Vancouver is very close to shutting down the last nine cannabis dispensaries after Appeals Court rejected their request to postpone closure.
Vancouver has been struggling to get the legal cannabis system on its feet, and a big part of that is a lack of licensed stores.
There are fewer than 20 licensed stores in all of British Columbia, and there were dozens of illegal stores which gradually closed their doors in hopes of getting a license as time passed.
The remaining nine illegal stores are being closed down, of which four are Weeds Glass and Gifts locations stores. The remaining five are:
- Canna Clinic, at 2347 E Hastings Street;
- Green Cross Society Of BC, at 2145 Kingsway Avenue;
- Karuna Health Foundation & Metta Lounge, at 3636 W 4th Avenue;
- Lotusland Cannabis Club, at 3474 West Broadway;
- The Medicinal Cannabis Dispensary, at 880 E Hastings Street;
Licenses for dispensaries are still being issued. As a matter of fact, one was issued just recently to the youngest license owner in Canada, a 20-year old Julia Middlebrook.
Dispensaries that were forced to close their doors will still have a chance to appeal the court’s decisions, although, they have to end all operations immediately.
First micro-production license issued
When cannabis was legalized last year, politicians announced that they would be introducing a new class of production licenses — the so-called micro production licenses.
These licenses were intended for businesses that operate on a much smaller scale than commercial cannabis producers, but still need to grow a certain number of plants.
According to Health Canada, a company in British Columbia received the first micro-cultivation licence:
“This company was originally licensed under the Access to Cannabis for Medical Purposes Regulations and transitioned to a micro-cultivation licence under the new licensing rules.”
The spokeswomen for HC told the media that they cannot disclose the name of the company as it is considered confidential information.
Hampering the issuing process
This goes against the whole point of micro-cultivation licenses, as they were intended to be handed out to craft growers, especially in the BC area.
The new regulatory change will affect all applicants, meaning both micro-producers and those hoping to become industrial-size producers.
Health Canada also made three new application guides for micro-cultivation license applicants. It will also offer online sessions for those unable to attend on June 11 and June 13.
The BC Micro License Association and five other companies are calling on the federal government to reset the policy.
James Walsh, president of the BC Micro License Association, said that the process is being hampered by joining micro-cultivation and commercial production licenses in one system, instead of issuing them separately.
“Nothing short of a total policy reset is required,” said Walsh in a letter to the federal government.

_EXERCISE:_ Quote the passage of the cannabis article starting at "The spokeswomen for" and ending at "the BC area.".

[Data entries]
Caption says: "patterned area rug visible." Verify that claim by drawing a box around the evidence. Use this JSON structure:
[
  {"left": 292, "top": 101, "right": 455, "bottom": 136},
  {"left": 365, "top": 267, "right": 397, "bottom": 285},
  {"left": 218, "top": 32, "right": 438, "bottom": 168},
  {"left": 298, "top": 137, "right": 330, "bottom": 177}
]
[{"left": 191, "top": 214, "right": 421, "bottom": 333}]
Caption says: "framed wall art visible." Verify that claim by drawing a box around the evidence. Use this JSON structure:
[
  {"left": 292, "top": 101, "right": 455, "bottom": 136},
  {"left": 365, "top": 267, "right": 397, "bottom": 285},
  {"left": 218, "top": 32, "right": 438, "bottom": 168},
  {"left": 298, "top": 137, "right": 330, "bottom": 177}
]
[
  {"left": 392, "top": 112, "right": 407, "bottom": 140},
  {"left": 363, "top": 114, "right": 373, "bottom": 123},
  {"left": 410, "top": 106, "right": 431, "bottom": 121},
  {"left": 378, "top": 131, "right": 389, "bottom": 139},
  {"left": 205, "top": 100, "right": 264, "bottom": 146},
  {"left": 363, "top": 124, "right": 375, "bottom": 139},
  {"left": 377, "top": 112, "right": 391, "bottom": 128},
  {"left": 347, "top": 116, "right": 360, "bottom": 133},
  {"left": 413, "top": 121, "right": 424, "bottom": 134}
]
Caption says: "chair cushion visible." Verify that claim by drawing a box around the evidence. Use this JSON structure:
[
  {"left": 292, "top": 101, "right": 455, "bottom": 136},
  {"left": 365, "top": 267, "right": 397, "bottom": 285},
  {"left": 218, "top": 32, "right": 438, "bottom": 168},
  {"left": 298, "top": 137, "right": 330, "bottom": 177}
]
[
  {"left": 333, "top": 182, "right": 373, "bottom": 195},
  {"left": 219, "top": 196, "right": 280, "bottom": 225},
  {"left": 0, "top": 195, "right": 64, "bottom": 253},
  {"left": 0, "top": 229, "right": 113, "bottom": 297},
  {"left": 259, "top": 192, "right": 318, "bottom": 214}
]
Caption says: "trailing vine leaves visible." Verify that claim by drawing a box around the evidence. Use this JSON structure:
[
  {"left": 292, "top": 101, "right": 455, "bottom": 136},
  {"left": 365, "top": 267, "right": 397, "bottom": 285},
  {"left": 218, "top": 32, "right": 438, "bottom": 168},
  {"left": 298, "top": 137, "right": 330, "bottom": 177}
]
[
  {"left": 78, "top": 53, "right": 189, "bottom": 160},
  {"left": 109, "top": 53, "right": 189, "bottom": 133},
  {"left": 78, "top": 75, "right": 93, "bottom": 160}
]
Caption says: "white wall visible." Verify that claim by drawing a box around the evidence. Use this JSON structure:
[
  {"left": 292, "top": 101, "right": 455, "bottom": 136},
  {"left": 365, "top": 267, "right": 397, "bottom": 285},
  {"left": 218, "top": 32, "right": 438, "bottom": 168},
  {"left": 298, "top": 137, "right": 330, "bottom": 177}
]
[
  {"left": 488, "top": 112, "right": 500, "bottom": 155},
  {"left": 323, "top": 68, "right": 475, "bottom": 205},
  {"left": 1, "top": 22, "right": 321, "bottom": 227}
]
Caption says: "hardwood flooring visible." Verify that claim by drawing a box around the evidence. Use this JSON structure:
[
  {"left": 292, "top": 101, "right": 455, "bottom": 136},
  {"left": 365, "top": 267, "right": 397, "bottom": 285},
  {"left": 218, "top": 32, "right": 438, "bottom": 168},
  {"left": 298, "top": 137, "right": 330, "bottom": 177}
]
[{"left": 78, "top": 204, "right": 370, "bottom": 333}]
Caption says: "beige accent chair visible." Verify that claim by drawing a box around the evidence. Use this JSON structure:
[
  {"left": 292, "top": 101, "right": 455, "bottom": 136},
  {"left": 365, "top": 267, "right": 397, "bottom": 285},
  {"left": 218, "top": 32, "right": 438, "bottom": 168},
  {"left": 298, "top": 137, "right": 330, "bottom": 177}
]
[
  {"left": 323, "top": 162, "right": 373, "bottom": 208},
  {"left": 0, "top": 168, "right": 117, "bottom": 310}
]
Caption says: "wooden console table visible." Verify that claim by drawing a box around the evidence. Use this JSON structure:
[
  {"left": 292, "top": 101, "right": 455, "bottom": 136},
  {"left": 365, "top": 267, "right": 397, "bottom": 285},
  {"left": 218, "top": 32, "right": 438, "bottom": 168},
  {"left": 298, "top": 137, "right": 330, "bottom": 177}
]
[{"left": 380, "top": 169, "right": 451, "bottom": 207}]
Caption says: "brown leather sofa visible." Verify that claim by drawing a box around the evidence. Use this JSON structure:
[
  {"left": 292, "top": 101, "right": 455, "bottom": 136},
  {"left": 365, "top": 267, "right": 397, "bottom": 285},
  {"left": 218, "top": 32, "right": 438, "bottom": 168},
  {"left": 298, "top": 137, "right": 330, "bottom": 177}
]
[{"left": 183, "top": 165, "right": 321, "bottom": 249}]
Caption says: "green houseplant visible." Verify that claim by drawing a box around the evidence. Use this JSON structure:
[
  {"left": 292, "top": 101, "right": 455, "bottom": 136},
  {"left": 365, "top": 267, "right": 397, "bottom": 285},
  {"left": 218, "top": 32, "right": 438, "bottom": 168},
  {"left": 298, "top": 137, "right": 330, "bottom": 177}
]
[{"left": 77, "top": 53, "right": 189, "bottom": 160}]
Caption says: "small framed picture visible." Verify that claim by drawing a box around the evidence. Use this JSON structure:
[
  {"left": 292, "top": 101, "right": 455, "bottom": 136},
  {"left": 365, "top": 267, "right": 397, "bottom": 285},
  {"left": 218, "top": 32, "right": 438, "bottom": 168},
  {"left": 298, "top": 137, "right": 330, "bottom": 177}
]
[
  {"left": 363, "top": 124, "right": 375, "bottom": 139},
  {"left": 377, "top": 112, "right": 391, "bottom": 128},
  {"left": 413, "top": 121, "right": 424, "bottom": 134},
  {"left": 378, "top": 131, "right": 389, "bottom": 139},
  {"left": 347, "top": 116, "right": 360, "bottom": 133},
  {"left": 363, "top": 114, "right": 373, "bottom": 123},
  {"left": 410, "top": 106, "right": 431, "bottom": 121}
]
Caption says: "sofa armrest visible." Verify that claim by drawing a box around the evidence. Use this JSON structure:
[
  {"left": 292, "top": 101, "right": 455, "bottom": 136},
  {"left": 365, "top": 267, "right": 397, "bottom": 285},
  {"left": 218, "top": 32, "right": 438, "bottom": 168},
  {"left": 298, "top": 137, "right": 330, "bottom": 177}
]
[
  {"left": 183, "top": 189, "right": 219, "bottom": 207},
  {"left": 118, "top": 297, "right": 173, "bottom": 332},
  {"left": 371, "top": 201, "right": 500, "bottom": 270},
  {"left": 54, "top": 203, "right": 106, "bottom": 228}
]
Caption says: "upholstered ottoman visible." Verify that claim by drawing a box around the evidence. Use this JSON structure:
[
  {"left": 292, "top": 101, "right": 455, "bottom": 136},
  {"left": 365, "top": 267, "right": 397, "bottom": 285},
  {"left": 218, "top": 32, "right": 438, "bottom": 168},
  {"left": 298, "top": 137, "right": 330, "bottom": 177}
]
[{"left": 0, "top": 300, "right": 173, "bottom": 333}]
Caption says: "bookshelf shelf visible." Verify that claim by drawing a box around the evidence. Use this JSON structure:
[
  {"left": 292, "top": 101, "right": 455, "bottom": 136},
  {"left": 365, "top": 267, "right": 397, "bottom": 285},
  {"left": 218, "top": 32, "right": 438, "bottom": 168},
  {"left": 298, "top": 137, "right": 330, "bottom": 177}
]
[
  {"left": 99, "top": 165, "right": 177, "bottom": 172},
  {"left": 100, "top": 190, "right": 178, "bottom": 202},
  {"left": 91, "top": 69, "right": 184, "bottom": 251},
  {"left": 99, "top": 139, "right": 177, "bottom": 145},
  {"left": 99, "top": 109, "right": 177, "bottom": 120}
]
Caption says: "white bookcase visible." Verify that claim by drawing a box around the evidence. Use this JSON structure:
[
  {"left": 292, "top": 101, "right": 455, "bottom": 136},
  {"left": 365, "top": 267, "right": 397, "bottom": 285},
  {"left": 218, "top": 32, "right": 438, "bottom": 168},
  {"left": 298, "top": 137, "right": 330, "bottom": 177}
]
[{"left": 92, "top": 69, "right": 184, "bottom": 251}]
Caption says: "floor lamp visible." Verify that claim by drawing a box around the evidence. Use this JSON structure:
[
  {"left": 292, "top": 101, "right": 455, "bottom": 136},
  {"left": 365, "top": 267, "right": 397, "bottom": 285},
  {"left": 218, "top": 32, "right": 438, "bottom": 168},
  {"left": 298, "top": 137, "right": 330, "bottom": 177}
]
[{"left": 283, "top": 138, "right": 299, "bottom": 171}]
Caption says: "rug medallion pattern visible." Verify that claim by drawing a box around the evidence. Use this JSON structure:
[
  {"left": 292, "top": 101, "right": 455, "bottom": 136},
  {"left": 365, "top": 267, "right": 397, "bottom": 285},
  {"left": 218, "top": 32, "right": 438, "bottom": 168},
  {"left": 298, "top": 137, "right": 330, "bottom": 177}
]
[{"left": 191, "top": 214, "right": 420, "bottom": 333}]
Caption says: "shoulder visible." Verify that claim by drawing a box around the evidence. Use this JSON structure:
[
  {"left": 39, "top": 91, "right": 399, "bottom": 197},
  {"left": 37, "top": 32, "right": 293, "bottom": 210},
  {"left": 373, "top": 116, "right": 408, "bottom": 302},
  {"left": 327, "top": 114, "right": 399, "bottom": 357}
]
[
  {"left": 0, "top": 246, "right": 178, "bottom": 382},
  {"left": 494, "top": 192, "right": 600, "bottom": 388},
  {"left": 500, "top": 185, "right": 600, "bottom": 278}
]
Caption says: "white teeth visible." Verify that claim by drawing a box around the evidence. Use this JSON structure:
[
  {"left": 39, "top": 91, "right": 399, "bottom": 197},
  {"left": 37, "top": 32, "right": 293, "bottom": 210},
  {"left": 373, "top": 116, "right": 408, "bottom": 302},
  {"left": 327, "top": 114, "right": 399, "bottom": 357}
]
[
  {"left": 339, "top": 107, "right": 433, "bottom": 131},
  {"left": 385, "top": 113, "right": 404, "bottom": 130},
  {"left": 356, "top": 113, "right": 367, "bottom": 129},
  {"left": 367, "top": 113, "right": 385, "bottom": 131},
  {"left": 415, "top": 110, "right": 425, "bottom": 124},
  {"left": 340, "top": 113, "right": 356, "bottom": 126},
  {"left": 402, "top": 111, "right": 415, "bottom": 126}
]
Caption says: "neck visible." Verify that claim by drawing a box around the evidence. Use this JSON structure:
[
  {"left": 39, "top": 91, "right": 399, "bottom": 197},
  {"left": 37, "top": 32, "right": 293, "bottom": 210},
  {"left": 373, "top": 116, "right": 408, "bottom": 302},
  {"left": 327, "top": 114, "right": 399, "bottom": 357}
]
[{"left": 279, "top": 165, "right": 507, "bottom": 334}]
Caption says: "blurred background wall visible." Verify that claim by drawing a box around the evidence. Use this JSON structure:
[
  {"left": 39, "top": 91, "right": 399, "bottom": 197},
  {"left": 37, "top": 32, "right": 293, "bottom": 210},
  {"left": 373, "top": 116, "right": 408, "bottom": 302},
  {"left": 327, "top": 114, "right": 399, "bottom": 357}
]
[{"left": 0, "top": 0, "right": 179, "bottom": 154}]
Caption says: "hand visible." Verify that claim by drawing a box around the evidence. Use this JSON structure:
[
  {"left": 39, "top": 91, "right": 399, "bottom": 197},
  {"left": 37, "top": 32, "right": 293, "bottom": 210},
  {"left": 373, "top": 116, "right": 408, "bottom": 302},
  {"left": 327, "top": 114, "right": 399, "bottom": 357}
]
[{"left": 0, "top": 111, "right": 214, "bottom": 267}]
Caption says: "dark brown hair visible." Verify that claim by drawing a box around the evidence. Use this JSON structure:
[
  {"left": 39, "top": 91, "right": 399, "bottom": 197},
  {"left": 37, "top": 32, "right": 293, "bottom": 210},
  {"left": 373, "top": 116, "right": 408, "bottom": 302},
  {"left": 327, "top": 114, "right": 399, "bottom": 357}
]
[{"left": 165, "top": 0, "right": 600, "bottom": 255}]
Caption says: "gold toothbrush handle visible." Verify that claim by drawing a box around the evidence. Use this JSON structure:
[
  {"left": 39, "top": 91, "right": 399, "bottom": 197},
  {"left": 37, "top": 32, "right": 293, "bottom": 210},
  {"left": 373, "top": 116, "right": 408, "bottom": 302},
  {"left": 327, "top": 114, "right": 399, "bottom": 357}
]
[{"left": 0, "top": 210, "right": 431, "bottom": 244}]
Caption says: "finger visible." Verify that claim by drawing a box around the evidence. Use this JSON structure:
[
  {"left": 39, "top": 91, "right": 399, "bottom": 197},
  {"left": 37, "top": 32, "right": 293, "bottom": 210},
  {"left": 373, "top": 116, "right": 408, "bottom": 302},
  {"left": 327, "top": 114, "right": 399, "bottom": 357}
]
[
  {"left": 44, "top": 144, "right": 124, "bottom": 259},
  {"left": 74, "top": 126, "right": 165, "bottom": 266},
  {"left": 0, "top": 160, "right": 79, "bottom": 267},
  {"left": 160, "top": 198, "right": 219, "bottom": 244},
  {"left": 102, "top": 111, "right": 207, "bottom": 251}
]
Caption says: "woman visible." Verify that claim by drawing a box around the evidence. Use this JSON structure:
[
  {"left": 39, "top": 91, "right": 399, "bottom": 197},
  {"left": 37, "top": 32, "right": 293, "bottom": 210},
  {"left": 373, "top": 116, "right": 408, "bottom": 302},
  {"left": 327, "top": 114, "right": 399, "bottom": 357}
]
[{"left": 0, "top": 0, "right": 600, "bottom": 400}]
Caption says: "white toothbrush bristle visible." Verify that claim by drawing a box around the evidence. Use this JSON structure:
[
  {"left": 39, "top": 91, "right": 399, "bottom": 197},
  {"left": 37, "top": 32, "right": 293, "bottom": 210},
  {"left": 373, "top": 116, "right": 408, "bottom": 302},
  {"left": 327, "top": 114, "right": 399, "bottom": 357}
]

_ANSWER FOR THIS EXERCISE:_
The spokeswomen for HC told the media that they cannot disclose the name of the company as it is considered confidential information.
Hampering the issuing process
This goes against the whole point of micro-cultivation licenses, as they were intended to be handed out to craft growers, especially in the BC area.